**YOUR TASK**
Can you output the material exactly as written, minus any pictures it holds?
___ INFORMATION GIVEN
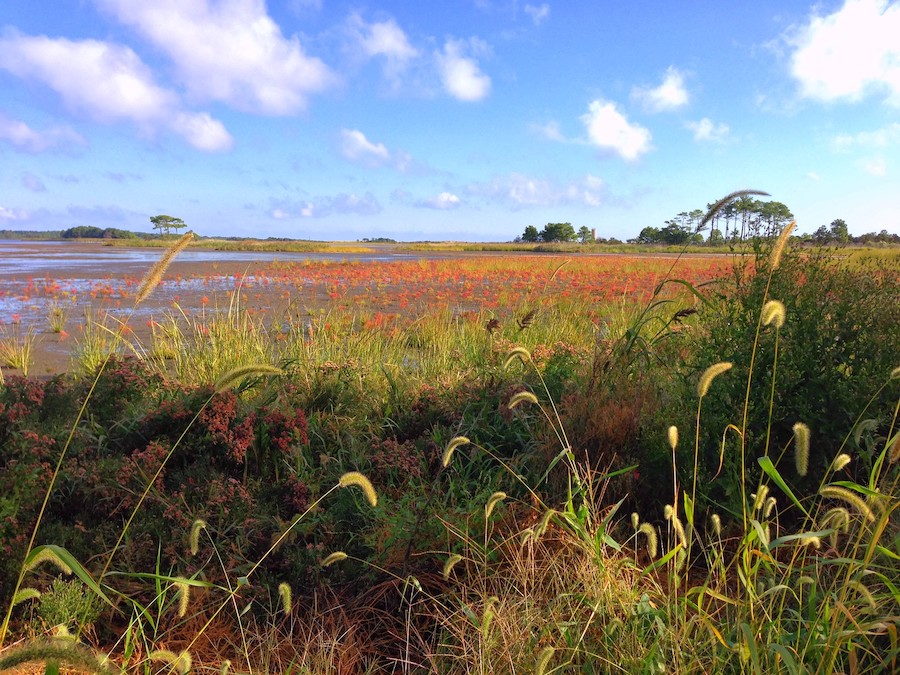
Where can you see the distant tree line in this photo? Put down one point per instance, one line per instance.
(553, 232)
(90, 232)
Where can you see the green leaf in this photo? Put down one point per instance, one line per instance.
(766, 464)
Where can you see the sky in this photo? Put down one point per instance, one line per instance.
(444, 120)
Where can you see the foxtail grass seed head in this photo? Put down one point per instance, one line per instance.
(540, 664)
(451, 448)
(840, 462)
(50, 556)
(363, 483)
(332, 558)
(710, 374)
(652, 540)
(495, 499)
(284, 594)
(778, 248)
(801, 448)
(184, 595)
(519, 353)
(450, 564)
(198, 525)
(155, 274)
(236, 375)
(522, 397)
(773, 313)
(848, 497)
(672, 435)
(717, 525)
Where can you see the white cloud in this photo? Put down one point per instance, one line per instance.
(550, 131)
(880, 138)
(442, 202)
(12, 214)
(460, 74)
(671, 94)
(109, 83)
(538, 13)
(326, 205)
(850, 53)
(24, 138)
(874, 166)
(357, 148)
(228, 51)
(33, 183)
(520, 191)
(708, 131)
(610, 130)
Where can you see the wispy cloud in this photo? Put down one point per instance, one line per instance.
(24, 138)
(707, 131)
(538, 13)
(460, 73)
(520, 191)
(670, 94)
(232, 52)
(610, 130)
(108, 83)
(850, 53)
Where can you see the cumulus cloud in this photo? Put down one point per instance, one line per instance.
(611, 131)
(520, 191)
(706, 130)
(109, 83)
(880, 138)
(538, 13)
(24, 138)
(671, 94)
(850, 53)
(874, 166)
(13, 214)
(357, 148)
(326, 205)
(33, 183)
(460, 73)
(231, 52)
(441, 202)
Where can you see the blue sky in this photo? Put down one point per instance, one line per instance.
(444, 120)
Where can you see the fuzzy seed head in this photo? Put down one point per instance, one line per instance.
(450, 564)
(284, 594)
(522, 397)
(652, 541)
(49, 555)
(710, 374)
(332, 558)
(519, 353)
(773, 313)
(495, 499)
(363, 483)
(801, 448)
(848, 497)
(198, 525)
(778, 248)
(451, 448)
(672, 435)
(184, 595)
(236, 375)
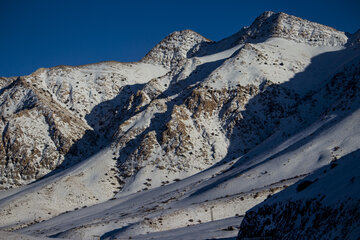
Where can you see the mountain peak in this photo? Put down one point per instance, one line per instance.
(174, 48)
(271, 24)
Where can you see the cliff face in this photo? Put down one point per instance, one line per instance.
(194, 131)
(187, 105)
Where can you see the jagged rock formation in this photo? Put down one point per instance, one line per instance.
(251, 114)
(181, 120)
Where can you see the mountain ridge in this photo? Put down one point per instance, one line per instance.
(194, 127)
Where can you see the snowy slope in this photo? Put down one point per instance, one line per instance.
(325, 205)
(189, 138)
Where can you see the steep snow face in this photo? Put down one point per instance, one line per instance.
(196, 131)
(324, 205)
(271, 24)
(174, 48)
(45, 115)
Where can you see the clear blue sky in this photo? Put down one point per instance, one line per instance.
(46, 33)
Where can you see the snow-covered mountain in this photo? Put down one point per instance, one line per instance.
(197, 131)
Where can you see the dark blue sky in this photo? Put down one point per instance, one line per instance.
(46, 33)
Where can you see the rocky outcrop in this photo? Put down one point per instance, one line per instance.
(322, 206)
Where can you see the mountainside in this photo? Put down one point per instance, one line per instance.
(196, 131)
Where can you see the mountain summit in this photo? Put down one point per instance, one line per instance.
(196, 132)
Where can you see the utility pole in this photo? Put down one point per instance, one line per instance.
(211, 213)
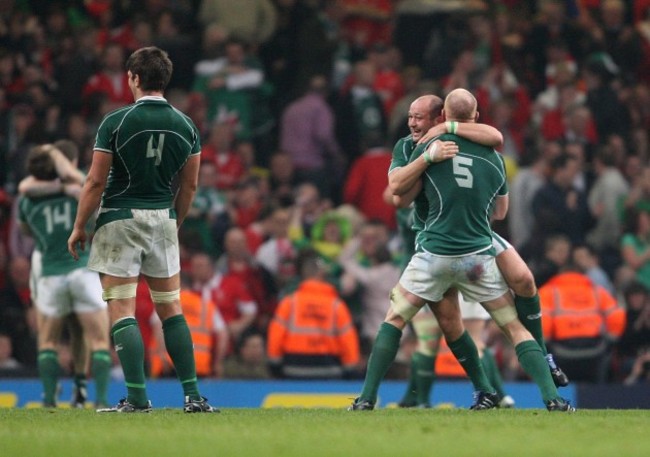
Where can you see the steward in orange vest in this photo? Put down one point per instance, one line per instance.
______
**TASK SOLUTION**
Where can you see the distant tree line in this photo? Put down one point per instance, one line per instance.
(553, 232)
(90, 232)
Where can you see the green leaf in this photo? Put down one point per instance, one line per instance.
(766, 464)
Where can you see the sky in this photo? Put down one point per instance, one line per instance.
(444, 120)
Where can you see the foxtail grass seed head in this photo? Put down one point per instance, one line per instance.
(540, 664)
(451, 448)
(840, 462)
(50, 556)
(363, 483)
(332, 558)
(710, 374)
(652, 540)
(495, 499)
(284, 594)
(778, 248)
(801, 448)
(184, 595)
(519, 353)
(450, 564)
(198, 525)
(155, 274)
(236, 375)
(522, 397)
(773, 313)
(848, 497)
(672, 435)
(717, 525)
Where can you see the white cloud in this photo? Put down one point per instance, one line per instance.
(550, 131)
(880, 138)
(442, 202)
(12, 214)
(460, 74)
(671, 94)
(109, 83)
(538, 13)
(326, 205)
(850, 53)
(24, 138)
(874, 166)
(357, 148)
(228, 51)
(33, 183)
(520, 191)
(708, 131)
(610, 130)
Where can you see the wispy cloud in this photo? Put down one point per instance, one line per instance.
(24, 138)
(707, 131)
(538, 13)
(460, 73)
(520, 191)
(670, 94)
(232, 52)
(610, 130)
(108, 83)
(850, 53)
Where can you see the cumulus cloud in this photo? Put down one point per instance, one line per instance.
(611, 131)
(520, 191)
(706, 130)
(109, 83)
(880, 138)
(538, 13)
(24, 138)
(671, 94)
(850, 53)
(874, 166)
(13, 214)
(357, 148)
(326, 205)
(33, 183)
(460, 73)
(231, 52)
(441, 202)
Where can you see the blue sky in this photo? Put down one point per instance, one line per instance.
(444, 120)
Where can you see the fuzzy seed head in this photo? Put down one point per instance, one line per instance.
(450, 564)
(284, 594)
(522, 397)
(652, 541)
(49, 555)
(710, 374)
(332, 558)
(519, 353)
(773, 313)
(495, 499)
(363, 483)
(801, 448)
(848, 497)
(198, 525)
(778, 248)
(451, 448)
(672, 435)
(184, 595)
(236, 375)
Where can you see the mountain peak in this photo? Put down one point per instance, one line per instance.
(174, 48)
(271, 24)
Where can you see the cliff face in this photo? Put down one point per instance, one line per instance.
(194, 131)
(187, 105)
Where can you see the jagged rock formation in this photo? Put down one point per instance, one line per instance.
(251, 114)
(181, 120)
Where can you see the mountain ridge in this photo? Put down one point per instance, one line per instance.
(194, 127)
Where can you see the snowy slope in this photo? Put down one point per instance, one line per instance.
(325, 205)
(189, 138)
Where can you see the steep snow face in this photo? Put down one point per instance, one line per instance.
(196, 131)
(324, 205)
(271, 24)
(174, 48)
(45, 115)
Where can you see the clear blue sky in this photo? Put down one point per instance, one line per instance.
(46, 33)
Where can you see the snow-covered mountain in this photo? Put down one point per instance, one line per instance.
(197, 131)
Where can you see the dark blue sky in this photo? Put down one point per instance, one line per instance.
(46, 33)
Where can you see the rocky outcrop in this photo? Put down one point per instance, one line per instance.
(322, 206)
Where can you see the mountainside in this photo? Put down one point per instance, one line per instance.
(196, 131)
Where can you see the mountain summit in this photo? Put down one point per instance, one line per instance.
(196, 132)
Where can you see the utility pole in this photo? Put down one point per instance, one line per instance.
(211, 213)
Where can you see the steward in orange vest in this photo? Put down one point per instance, one line per instance.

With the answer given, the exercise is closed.